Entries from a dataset
● ● ● ● ● ● ●
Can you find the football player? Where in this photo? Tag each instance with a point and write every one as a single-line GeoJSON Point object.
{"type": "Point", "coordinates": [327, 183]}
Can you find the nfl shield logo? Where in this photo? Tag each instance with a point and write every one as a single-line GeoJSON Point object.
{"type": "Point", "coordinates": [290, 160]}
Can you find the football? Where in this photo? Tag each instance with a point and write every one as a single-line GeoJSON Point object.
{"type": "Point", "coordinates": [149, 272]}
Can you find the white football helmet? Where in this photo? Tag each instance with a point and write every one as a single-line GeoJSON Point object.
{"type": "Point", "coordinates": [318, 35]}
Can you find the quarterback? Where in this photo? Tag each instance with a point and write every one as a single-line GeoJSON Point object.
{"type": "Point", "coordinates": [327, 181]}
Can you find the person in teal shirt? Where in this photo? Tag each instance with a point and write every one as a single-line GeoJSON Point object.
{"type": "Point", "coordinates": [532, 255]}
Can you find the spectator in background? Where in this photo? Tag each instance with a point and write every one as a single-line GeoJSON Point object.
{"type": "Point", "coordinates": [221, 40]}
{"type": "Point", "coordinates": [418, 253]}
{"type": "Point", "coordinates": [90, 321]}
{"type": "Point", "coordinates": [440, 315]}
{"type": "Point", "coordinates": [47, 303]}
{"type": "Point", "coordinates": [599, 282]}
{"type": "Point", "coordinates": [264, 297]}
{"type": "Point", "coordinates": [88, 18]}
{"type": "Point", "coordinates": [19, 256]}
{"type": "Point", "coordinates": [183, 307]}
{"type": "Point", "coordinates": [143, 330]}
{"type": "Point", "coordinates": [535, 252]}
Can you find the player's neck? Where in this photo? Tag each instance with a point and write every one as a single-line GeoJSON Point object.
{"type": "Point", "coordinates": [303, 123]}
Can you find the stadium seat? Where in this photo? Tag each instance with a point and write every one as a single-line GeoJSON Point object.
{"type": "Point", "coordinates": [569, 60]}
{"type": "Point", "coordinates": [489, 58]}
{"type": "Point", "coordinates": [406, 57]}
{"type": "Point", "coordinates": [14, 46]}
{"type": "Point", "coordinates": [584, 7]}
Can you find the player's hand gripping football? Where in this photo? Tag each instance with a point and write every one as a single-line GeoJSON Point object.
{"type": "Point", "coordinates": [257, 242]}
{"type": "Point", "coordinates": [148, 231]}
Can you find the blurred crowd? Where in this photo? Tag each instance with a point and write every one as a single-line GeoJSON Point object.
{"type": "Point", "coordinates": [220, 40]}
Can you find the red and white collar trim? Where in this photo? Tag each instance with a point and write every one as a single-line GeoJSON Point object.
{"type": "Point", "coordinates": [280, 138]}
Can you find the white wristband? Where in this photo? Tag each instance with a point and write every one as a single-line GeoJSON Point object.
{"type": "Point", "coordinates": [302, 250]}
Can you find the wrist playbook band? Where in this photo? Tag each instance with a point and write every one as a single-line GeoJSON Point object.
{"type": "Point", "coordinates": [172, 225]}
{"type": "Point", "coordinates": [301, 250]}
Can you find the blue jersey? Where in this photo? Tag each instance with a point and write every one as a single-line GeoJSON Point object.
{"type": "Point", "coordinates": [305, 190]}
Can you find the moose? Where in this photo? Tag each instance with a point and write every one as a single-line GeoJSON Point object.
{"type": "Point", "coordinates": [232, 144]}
● ● ● ● ● ● ●
## WHAT THE EXERCISE ASKS:
Return what is listed above, exactly and completely.

## CORRECT RESPONSE:
Can you find the football player? Where in this photo? Tag each instance with a point and write every one as a single-line GeoJSON Point object.
{"type": "Point", "coordinates": [327, 183]}
Can you find the nfl shield logo? Where in this photo? Tag each instance with a point and write every one as a single-line GeoJSON Point object.
{"type": "Point", "coordinates": [290, 160]}
Can you find the football? Where in this photo? Tag each instance with a point and write every one as a single-line GeoJSON Point object.
{"type": "Point", "coordinates": [149, 272]}
Can you find the white football helmet? Where in this photo? Tag each instance with a point and write every one as a single-line GeoJSON Point object.
{"type": "Point", "coordinates": [318, 35]}
Can you find the quarterback? Where in this photo? Tag each instance with a point and write every one as a single-line GeoJSON Point object.
{"type": "Point", "coordinates": [327, 181]}
Can you find the person in teal shirt? Where in this photo? Tag each instance with a point and write every one as a single-line GeoJSON Point object.
{"type": "Point", "coordinates": [532, 255]}
Can you find the spectator in background? Where in this photo? Tag each instance with a point and write every one as a single-line GeoJSON Point object.
{"type": "Point", "coordinates": [221, 40]}
{"type": "Point", "coordinates": [418, 253]}
{"type": "Point", "coordinates": [90, 321]}
{"type": "Point", "coordinates": [440, 315]}
{"type": "Point", "coordinates": [47, 303]}
{"type": "Point", "coordinates": [599, 282]}
{"type": "Point", "coordinates": [264, 297]}
{"type": "Point", "coordinates": [88, 18]}
{"type": "Point", "coordinates": [19, 256]}
{"type": "Point", "coordinates": [183, 307]}
{"type": "Point", "coordinates": [143, 330]}
{"type": "Point", "coordinates": [535, 252]}
Can you find the player's neck? Where in this photo? Tag each instance with a point and write every one as a single-line GeoJSON Point object.
{"type": "Point", "coordinates": [303, 123]}
Can you find the stadium seat? Where in this photo? Tag each instance with a point and write every one as a single-line GeoJSON Point object.
{"type": "Point", "coordinates": [569, 60]}
{"type": "Point", "coordinates": [489, 58]}
{"type": "Point", "coordinates": [406, 57]}
{"type": "Point", "coordinates": [14, 46]}
{"type": "Point", "coordinates": [584, 7]}
Can you find the player's hand gripping football? Where in this photo? Tag each instance with a point and write every one as a single-line GeoJSON Point object.
{"type": "Point", "coordinates": [257, 242]}
{"type": "Point", "coordinates": [148, 231]}
Can you find the blurred crowd? Where in this photo? Tag each instance with a point and write every one as a single-line GeoJSON Point object.
{"type": "Point", "coordinates": [220, 40]}
Can you find the red and white collar trim? Where in this photo? Tag each instance with a point and write every one as a single-line GeoJSON Point object.
{"type": "Point", "coordinates": [280, 138]}
Can you find the white wristband? Where in this photo? Tag each instance with a point and write every one as a single-line GeoJSON Point object.
{"type": "Point", "coordinates": [302, 250]}
Can you find the wrist playbook band? Where in this photo? Tag each instance with a point and write every one as a single-line GeoJSON Point object.
{"type": "Point", "coordinates": [172, 225]}
{"type": "Point", "coordinates": [301, 250]}
Can you find the blue jersey? Where in this photo? Tag each instance with a point and write every one as a single-line GeoJSON Point object.
{"type": "Point", "coordinates": [305, 190]}
Can you find the moose? Where in this photo? Tag each instance with a point and write every one as a single-line GeoJSON Point object.
{"type": "Point", "coordinates": [232, 144]}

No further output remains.